** 给定题目 1 **
下面这份TensorFlow安装说明的“创建虚拟环境并验证安装”部分给出了几条命令，请全部列出，每行写一条。
** 给定题目 2 **
请从下面这份TensorFlow安装说明中逐字摘录一段文字，从“- Ubuntu xx.xx”开始，到“有以下关键输出代表OK.”为止，末尾这几个字也要包括在内。

··· 展示文本

环境要求:
- Anaconda3 (推荐,如果没有就很麻烦!)
- GPU + CUDA (推荐,如果没有会很慢!)
- Ubuntu xx.xx LTS (推荐,Windows下各种问题比较多!)
- 内存:16GB 硬盘:40GB
如果任何一个没有你都会很麻烦但是可以解决,我这里一次性推荐使用TensorDock,一个GPU云服务,开机自动配置好一切,短期使用价格合理.

创建虚拟环境并验证安装:
conda create -n tensorflow pip python=3.9
conda activate tensorflow
pip install --ignore-installed --upgrade tensorflow
python -c "import tensorflow as tf;print(tf.reduce_sum(tf.random.normal([1000, 1000])))"
有以下关键输出代表OK.

······
··· 记录数据

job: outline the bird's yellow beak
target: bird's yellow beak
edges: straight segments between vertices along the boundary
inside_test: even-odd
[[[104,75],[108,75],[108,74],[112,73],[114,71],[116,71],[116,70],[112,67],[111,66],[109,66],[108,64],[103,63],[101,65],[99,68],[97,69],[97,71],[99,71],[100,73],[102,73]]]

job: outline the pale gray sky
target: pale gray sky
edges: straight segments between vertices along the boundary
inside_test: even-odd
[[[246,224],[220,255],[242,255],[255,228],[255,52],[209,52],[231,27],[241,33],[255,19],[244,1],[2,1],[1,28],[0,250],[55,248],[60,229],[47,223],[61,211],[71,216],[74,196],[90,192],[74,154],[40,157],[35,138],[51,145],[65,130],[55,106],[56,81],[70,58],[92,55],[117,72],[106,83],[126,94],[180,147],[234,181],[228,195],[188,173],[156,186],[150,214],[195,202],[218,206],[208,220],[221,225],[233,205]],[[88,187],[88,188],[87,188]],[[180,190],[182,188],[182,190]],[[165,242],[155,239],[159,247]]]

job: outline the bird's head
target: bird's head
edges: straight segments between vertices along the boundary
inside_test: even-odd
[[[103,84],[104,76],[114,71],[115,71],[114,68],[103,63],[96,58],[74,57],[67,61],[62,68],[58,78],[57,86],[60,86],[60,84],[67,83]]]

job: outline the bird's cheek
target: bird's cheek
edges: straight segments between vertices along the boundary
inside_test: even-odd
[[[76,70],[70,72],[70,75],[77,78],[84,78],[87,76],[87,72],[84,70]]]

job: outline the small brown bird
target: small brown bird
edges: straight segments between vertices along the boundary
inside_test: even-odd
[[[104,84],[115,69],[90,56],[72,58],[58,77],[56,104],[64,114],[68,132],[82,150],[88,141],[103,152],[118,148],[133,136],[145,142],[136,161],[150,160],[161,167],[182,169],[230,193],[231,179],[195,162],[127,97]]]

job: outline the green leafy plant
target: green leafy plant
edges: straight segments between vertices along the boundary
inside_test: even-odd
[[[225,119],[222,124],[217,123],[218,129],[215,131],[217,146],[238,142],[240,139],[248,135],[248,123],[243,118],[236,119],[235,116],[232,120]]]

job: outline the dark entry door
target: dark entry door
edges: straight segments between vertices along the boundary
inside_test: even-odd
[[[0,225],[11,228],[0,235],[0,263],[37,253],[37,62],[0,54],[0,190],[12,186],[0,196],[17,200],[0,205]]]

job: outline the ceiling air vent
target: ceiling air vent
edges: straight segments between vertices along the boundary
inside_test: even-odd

······

** 题目解答 1 **
conda create -n tensorflow pip python=3.9
conda activate tensorflow
pip install --ignore-installed --upgrade tensorflow
python -c "import tensorflow as tf;print(tf.reduce_sum(tf.random.normal([1000, 1000])))"

** 题目解答 2 **
- Ubuntu xx.xx LTS (推荐,Windows下各种问题比较多!)
- 内存:16GB 硬盘:40GB
如果任何一个没有你都会很麻烦但是可以解决,我这里一次性推荐使用TensorDock,一个GPU云服务,开机自动配置好一切,短期使用价格合理.

创建虚拟环境并验证安装:
conda create -n tensorflow pip python=3.9
conda activate tensorflow
pip install --ignore-installed --upgrade tensorflow
python -c "import tensorflow as tf;print(tf.reduce_sum(tf.random.normal([1000, 1000])))"
有以下关键输出代表OK.